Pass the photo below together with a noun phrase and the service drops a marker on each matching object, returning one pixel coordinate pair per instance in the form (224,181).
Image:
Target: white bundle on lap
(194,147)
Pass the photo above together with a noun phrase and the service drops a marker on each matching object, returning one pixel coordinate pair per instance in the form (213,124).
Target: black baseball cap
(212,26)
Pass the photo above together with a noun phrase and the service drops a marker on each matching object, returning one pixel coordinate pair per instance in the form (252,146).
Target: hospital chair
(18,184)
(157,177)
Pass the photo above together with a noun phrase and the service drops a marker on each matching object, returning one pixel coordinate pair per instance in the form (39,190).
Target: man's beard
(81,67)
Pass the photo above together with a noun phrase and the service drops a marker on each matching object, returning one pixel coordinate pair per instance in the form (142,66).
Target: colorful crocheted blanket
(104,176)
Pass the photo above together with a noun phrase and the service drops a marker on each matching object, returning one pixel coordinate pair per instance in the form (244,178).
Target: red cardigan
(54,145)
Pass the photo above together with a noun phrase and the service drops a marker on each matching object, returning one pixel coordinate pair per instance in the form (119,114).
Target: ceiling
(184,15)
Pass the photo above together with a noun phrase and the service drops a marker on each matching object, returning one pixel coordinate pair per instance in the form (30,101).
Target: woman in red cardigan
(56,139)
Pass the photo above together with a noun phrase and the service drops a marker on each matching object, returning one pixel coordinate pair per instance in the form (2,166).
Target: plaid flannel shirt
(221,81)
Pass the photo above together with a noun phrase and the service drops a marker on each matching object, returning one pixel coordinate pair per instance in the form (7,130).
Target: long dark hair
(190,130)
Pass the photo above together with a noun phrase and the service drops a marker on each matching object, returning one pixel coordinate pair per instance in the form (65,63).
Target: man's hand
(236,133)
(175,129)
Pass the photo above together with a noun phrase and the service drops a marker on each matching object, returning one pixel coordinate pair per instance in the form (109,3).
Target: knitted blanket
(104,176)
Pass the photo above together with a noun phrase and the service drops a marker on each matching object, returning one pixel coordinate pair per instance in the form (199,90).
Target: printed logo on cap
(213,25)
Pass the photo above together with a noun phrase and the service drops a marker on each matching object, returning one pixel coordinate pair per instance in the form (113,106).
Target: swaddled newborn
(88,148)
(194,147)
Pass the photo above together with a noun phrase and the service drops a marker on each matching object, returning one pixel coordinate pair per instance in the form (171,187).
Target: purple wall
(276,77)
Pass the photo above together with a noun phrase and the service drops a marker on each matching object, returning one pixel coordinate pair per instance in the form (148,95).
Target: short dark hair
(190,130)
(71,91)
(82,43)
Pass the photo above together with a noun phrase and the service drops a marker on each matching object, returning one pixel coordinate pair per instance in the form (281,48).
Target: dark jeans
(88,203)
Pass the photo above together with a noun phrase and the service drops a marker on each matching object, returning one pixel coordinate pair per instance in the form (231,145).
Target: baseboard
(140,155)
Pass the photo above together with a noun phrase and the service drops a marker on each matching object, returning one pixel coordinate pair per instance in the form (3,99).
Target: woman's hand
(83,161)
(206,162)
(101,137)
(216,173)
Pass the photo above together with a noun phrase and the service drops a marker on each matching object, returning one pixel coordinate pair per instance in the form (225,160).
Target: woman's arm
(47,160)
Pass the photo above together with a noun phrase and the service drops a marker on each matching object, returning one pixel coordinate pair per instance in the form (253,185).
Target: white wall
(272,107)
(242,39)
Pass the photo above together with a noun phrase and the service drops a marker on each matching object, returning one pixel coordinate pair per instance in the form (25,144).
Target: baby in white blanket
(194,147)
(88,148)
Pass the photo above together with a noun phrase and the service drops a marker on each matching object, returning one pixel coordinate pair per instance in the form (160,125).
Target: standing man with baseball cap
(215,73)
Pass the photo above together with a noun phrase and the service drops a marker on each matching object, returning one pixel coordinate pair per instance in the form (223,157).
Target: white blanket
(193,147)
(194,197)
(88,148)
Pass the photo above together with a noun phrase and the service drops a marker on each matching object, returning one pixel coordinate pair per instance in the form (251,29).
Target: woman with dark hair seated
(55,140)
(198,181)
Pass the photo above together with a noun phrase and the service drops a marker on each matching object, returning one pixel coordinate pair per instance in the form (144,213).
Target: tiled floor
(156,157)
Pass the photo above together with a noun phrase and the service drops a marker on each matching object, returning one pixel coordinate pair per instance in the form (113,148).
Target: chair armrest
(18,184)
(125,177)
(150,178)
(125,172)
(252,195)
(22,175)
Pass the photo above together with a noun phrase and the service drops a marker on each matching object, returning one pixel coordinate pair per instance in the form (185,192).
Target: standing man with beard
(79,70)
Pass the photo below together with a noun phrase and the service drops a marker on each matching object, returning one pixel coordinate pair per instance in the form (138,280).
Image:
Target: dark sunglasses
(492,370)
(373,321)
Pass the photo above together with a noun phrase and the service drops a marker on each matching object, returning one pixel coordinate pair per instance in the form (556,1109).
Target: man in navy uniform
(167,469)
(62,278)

*****

WORK TO DO:
Quote the line that contains "the form (251,29)." and each line after it through the end of the data, exactly, leaving out everything else.

SOLUTION:
Pass the photo above together with a noun phrase and the service drops a marker on each matching object, returning one pixel coordinate pair per instance in the form (251,29).
Target: woman with dark hair seated
(55,140)
(198,181)
Pass the photo above together with a noun phrase and the service drops a marker on each matching object, returning one pixel coordinate pair per instance in the form (144,213).
Target: tiled floor
(156,157)
Pass the photo above together with a noun phrase and the service drops a marker on each matching object, returning one pixel coordinate pair per instance in the form (113,148).
Target: chair armrest
(18,184)
(125,177)
(150,178)
(125,172)
(252,195)
(22,175)
Pass the photo above together with a noun phrase and the service drops a marker on each matching object, returning one pixel coordinate pair per instance in the form (185,192).
Target: standing man with beard
(79,70)
Pass the photo below together with a noun phrase and the service drops a marker on each matching object, returning one pixel coordinate pair per instance in the form (138,280).
Image:
Target: dark sunglasses
(492,370)
(373,321)
Pass the photo above together with a noun phrase and the service drops a marker on each matching object, returning one pixel coordinate pair per instance in the form (556,1109).
Target: man in navy uniform
(167,469)
(62,278)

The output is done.